-- Start MATERIAL FOR THE TASK --
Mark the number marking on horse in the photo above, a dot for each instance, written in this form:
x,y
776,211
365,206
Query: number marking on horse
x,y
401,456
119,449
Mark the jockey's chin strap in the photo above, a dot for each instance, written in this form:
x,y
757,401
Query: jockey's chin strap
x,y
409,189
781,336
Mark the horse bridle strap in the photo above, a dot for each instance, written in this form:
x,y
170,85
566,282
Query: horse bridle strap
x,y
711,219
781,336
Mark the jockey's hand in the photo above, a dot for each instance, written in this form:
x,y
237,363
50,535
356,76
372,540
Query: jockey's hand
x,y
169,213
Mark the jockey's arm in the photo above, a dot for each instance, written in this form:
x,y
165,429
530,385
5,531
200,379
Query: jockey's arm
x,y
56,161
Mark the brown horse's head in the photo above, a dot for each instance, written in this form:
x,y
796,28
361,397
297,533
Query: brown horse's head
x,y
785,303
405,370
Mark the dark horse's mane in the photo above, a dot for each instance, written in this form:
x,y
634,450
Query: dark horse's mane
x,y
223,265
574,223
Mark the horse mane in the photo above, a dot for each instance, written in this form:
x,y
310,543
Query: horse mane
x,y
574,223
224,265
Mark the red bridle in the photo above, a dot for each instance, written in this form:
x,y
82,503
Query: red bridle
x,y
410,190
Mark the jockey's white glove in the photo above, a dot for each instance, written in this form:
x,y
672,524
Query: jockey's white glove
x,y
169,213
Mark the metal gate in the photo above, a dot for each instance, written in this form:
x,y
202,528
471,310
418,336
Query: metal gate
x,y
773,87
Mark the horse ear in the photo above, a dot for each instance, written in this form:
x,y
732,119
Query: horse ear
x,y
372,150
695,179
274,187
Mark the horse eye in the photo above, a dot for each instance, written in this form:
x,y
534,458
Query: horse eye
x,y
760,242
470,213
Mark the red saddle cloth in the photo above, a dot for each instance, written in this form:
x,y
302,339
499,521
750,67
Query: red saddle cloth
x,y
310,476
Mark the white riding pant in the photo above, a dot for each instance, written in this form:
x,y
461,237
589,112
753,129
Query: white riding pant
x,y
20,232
-- End MATERIAL FOR THE TASK --
## INSTRUCTIONS TO FOLLOW
Reproduce word for word the part of the data that opens with the line containing "Mark the white" and continues through the end of the data.

## WRITTEN REPLY
Mark the white riding pant in the photo above, a dot for each instance, written in this form:
x,y
461,237
589,112
753,129
Query: white riding pant
x,y
20,232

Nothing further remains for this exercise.